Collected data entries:
-- START --

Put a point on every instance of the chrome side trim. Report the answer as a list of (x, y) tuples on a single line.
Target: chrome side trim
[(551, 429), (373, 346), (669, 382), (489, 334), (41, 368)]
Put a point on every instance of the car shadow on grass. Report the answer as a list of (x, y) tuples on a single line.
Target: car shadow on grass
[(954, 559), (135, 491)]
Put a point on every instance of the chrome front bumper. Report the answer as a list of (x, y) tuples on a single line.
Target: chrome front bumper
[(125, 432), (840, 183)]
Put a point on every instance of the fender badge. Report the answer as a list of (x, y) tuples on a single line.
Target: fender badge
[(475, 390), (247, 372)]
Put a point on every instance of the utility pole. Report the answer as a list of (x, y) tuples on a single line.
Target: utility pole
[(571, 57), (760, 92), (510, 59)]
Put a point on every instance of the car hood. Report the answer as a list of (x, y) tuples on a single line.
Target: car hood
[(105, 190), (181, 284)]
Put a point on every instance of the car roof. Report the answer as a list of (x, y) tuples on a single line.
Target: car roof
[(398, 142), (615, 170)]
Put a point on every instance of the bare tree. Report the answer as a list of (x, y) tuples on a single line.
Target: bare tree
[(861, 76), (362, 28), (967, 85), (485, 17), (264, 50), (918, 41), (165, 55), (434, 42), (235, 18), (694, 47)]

-- END --

Aim of the exercise >>
Format every line of the material above as a Markdown table with the columns "Number" and "Text", numbering the lines in order and omitting any blank lines.

Result for this task >>
| Number | Text |
|---|---|
| 1 | Put a point on every instance of the chrome side trim. Report the answer as a list of (x, y) tuples on a single line. |
| 2 | Target: chrome side trim |
| 3 | [(551, 429), (373, 346), (669, 382), (489, 334), (41, 368)] |
| 4 | Put a point on every instance of the car shadow on grass. Report the answer as a list of (x, y) tuples on a single line. |
| 5 | Target: car shadow on grass |
| 6 | [(954, 559), (135, 491)] |
| 7 | Put a point on every instance of the chrome front bumper. Report the answer as a list of (x, y) tuples on a single line. |
| 8 | Target: chrome front bumper |
| 9 | [(125, 432), (840, 183)] |
| 10 | Put a point on every instance of the fender badge. Report the answer as a list of (x, y) tuples on a single line. |
| 11 | Target: fender badge |
| 12 | [(475, 390), (247, 372)] |
| 13 | Put a point on every instance of the utility pole. Report the answer as a list of (x, y) tuples on a single line. |
| 14 | Target: utility pole |
| 15 | [(571, 57), (760, 92), (510, 59)] |
| 16 | Put a point on every instance of the car hood. Report the answer as a list of (x, y) tuples on a single line. |
| 17 | Target: car hood |
| 18 | [(105, 190), (181, 284)] |
| 19 | Put a point on every instance of the car roof. Report the answer as a list of (x, y) tuples on a single line. |
| 20 | Target: car roof |
| 21 | [(398, 142), (615, 170)] |
| 22 | Put a point on every instance of the bare tree. Report the answer as a list of (x, y) tuples on a single line. |
| 23 | Target: bare tree |
| 24 | [(861, 76), (362, 28), (967, 85), (485, 17), (264, 50), (918, 41), (165, 55), (434, 42), (235, 18), (694, 47)] |